**SELECTED TEXT**

____

News of Victoria Beckham’s association with the new Range Rover Evoque project has been headline news this week, which was the point of course. The tabloids still have a thing for Posh Spice, years after she made much of a pretence to be anything other than a celebrity mother, fashion designer, brand ambassador, WAG – in short the consumate modern celebrity; and one whose vaccuity you suspect but can never really confirm, and whose loyalty and fierce motherhood temper any questions you might begin to ask about the underlying horror of eveything to do with the Beckham global brand.
But apparently Posh has a real job with Range Rover and that her work comittment will amount to 20 days per year. And for this she is given a serious job title too, that of Creative Design Executive. Apparently she will be tinkering with the interior design elements and, most importantly, ‘helping the designers understand what a new type of Range Rover customer wants’.
To understand what the noveau riche want then, it’s tempting to say. But then this is such a snobbish statement that I cannot believe I have just offered it. And yet it is the standpoint from which many of the ahem serious critics of this appointment emerge, that of devaluing the efforts of the exisiting teams in place. The criticisms then are essentially conservative and to do with the violation of an existing code.
As the marriage of dwarf-throwing Mike Tindall to the Queen’s granddaughter Zara Phillips shows, the aristocracy need to adapt or die, to take on and inject newer, tougher genes into the gene pool, no matter how ugly the process will be.
And so it is with the Range Rover Evoque. Nobody has the cache of Range Rover; and yet if they are to make the most of their brand in the current market atmospheric they need to spread this cache around and thin it out if necessary.
The current Range Rover market is dominated not by British aristocrats but, in reality, by oligarchs and footballers/gangsters for whom money is less of an object than pure status. Aristocrats meanwhile are probably driving a diesel Qashqui or stuck with their 1980s Volkwagen Golf.
Concerns about the devalutian of the brand then are detached form reality but show an endearing attachment in the design establishment at least to the separations of old:
‘The risk of alienating Range Rover’s historically very loyal customer base is another concern. “Range Rover used to be about driving to the country pile at 100mph, going out on the land shooting pheasants before riding back up to London in time for Monday,” suggested one brand strategist. “It has always been an elitist brand, but there was also an important degree of mystique. With the Beckham brand there is no mystique, its just unashamed, balls-out richness. Fundamentally, Posh isn’t that posh.”
And so the snobbery rolls on. But there’s probably a fair amont of truth in the above statement. Range Rover’s current owner Tata wants to push the brand out into the discomfort zones of Essex and (probably more representative) other aspirational grounds in Eastern Europe and beyond, where the cache of the Range Rover brand will drive the Evoque onto success, if not universal approval from those curious guardians of the British cultural structure.

____

**DATA FOR ANALYSIS**
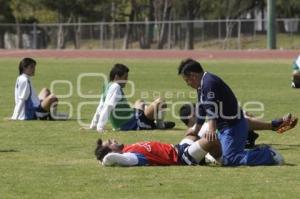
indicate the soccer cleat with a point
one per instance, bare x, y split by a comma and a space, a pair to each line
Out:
250, 142
277, 157
295, 85
284, 124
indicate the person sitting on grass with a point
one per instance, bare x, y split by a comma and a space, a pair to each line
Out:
113, 106
296, 73
29, 106
187, 114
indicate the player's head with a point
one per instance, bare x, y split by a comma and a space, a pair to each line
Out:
27, 66
108, 146
187, 114
191, 71
119, 74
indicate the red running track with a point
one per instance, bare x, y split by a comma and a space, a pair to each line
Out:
162, 54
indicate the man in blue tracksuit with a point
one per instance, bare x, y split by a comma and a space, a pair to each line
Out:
219, 106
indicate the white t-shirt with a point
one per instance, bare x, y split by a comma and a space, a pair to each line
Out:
25, 98
113, 96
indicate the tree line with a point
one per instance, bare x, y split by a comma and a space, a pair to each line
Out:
80, 11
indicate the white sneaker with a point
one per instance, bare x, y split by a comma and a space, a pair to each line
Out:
277, 156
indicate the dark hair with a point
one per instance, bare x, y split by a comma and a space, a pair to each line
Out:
101, 151
24, 63
118, 69
185, 112
189, 65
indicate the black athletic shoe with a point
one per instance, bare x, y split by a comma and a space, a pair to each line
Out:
252, 136
169, 125
295, 85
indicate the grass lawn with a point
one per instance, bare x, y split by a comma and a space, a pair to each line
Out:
44, 159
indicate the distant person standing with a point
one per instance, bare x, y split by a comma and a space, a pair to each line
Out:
29, 106
296, 73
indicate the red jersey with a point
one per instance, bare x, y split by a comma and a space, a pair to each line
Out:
155, 152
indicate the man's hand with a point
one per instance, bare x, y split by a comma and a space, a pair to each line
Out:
190, 132
100, 130
193, 131
211, 136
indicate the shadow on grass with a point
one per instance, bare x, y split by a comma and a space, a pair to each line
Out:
8, 150
286, 146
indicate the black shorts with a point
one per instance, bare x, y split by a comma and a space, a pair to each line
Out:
138, 122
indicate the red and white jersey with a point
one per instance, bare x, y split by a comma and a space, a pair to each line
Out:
155, 152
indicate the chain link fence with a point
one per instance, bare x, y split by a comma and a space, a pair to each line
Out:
197, 34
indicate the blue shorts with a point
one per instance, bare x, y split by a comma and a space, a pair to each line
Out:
138, 122
184, 157
233, 141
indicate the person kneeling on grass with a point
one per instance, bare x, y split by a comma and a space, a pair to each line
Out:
187, 114
218, 104
296, 73
113, 106
29, 106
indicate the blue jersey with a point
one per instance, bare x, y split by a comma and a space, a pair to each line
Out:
217, 101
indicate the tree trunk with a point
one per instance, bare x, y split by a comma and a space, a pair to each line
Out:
19, 35
128, 32
189, 39
78, 34
166, 16
150, 26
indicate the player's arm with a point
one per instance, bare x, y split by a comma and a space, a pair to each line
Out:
95, 119
118, 159
23, 95
200, 114
112, 98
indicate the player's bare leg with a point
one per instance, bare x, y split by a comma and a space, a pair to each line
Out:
44, 93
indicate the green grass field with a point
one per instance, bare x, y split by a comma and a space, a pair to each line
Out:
44, 159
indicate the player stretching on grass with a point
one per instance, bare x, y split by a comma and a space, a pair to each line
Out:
189, 151
113, 106
218, 104
187, 115
29, 106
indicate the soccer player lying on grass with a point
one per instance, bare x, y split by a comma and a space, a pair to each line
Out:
296, 73
189, 151
287, 122
29, 106
113, 106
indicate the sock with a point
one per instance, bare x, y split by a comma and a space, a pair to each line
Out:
196, 152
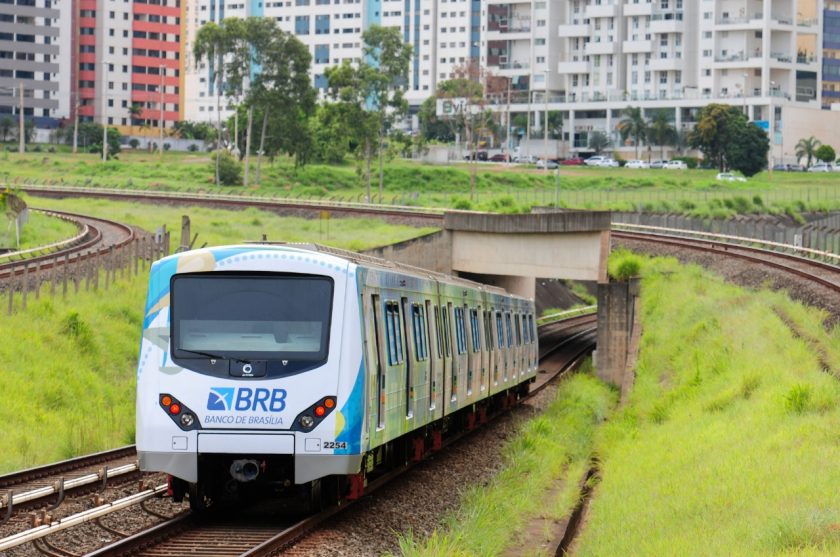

____

**WORK TASK 1**
Transcribe the passage of the piece on Victoria Beckham and the Range Rover Evoque that opens with the words containing "But apparently Posh" and closes with "Rover customer wants’.".
**WORK TASK 2**
In the piece on Victoria Beckham and the Range Rover Evoque, what job title is she given at Range Rover?

**ANSWER SPACE 1**
But apparently Posh has a real job with Range Rover and that her work comittment will amount to 20 days per year. And for this she is given a serious job title too, that of Creative Design Executive. Apparently she will be tinkering with the interior design elements and, most importantly, ‘helping the designers understand what a new type of Range Rover customer wants’.

**ANSWER SPACE 2**
Creative Design Executive